In the entries below, find the line containing "Would you mind tagging the eye in". Copy it and all lines after it, exactly, through the end.

## Extracted entries
----

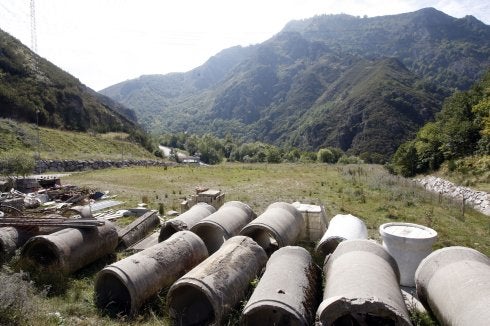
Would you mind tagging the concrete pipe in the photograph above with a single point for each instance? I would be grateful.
(361, 287)
(121, 288)
(206, 294)
(225, 223)
(286, 293)
(454, 283)
(340, 228)
(68, 250)
(408, 243)
(280, 225)
(138, 229)
(186, 220)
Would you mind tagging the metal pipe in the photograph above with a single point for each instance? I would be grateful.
(186, 220)
(286, 293)
(280, 225)
(121, 288)
(361, 287)
(454, 283)
(225, 223)
(206, 294)
(340, 228)
(68, 250)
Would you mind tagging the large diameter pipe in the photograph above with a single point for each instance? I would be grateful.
(280, 225)
(286, 293)
(138, 229)
(361, 287)
(341, 228)
(186, 220)
(225, 223)
(206, 294)
(68, 250)
(121, 288)
(454, 283)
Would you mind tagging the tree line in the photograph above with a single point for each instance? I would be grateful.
(213, 150)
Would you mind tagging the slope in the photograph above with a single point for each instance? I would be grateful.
(34, 90)
(285, 90)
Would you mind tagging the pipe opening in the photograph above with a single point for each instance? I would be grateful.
(211, 235)
(190, 306)
(43, 255)
(167, 231)
(112, 295)
(264, 239)
(269, 316)
(360, 319)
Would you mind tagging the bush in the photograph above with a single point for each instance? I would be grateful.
(17, 298)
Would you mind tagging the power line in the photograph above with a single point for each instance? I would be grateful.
(33, 27)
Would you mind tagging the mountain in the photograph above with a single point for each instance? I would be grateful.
(34, 90)
(362, 84)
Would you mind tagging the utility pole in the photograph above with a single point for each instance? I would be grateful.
(38, 139)
(33, 27)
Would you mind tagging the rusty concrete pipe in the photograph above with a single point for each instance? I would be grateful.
(206, 294)
(138, 229)
(361, 287)
(286, 293)
(121, 288)
(186, 220)
(280, 225)
(69, 249)
(341, 227)
(454, 283)
(225, 223)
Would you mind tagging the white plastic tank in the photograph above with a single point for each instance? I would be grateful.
(408, 243)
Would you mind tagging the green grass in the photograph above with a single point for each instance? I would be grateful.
(58, 144)
(366, 191)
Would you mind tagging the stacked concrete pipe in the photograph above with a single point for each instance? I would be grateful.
(280, 225)
(206, 294)
(225, 223)
(186, 220)
(454, 283)
(361, 287)
(286, 293)
(121, 288)
(68, 250)
(340, 228)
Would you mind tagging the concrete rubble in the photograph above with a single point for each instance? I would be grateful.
(210, 256)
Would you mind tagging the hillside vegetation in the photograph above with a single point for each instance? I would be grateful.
(34, 90)
(364, 85)
(65, 145)
(460, 132)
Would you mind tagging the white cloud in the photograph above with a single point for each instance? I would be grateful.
(103, 42)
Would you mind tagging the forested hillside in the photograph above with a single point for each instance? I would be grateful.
(34, 90)
(461, 129)
(362, 84)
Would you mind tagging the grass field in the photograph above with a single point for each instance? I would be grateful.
(67, 145)
(366, 191)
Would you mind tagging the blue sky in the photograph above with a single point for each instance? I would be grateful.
(103, 42)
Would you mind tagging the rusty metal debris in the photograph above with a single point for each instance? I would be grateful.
(25, 221)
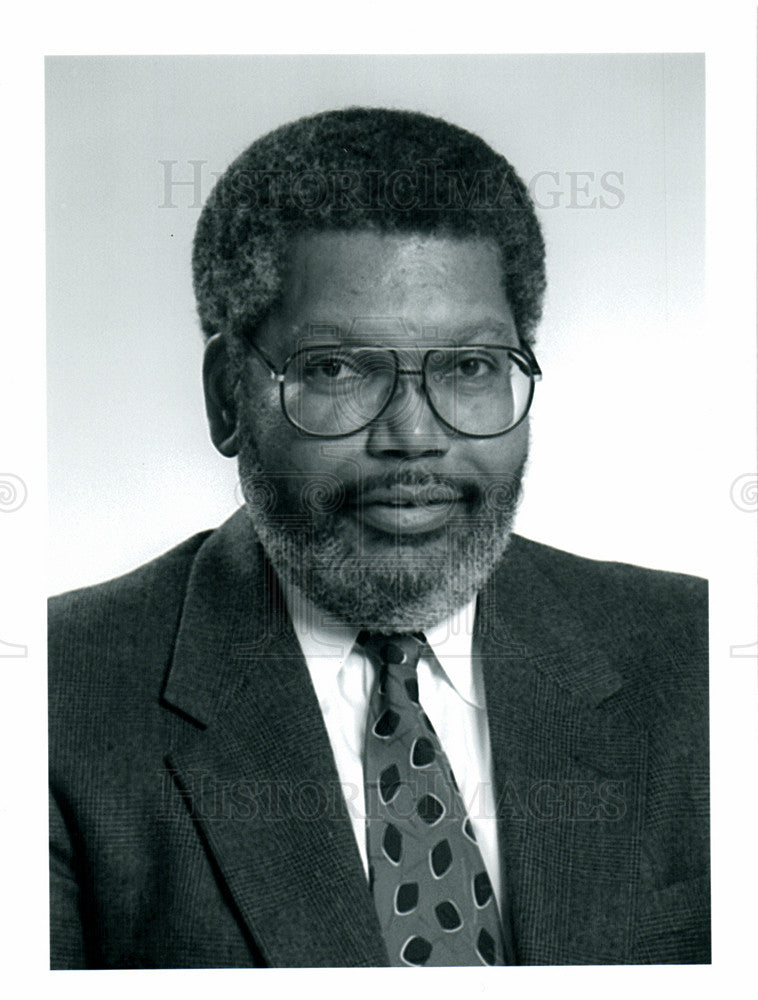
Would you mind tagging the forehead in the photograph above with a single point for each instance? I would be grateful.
(390, 286)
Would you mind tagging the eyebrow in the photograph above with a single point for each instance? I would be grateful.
(324, 330)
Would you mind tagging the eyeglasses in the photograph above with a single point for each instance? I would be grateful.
(337, 389)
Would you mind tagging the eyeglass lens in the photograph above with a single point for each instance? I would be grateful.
(477, 390)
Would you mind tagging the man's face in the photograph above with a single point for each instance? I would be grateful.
(400, 523)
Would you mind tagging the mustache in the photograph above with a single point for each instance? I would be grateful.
(327, 493)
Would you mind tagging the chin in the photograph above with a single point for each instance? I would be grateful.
(371, 579)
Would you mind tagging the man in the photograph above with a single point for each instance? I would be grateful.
(362, 723)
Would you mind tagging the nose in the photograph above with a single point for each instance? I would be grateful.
(408, 428)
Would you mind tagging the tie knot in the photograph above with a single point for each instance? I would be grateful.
(393, 650)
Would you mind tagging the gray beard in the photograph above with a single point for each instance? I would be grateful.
(385, 583)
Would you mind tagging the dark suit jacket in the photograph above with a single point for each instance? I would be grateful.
(197, 818)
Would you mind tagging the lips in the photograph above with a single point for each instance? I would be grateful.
(430, 495)
(406, 510)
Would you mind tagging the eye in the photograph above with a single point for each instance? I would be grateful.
(464, 366)
(475, 366)
(328, 367)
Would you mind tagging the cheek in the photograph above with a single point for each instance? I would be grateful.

----

## Completed task
Would you mind tagging the eye in the photograph above with a single point for each instance? I would be grateful.
(464, 366)
(475, 366)
(328, 367)
Would you mind tagging the cheek in the photograph above with a single point for each instance? I would be grateful.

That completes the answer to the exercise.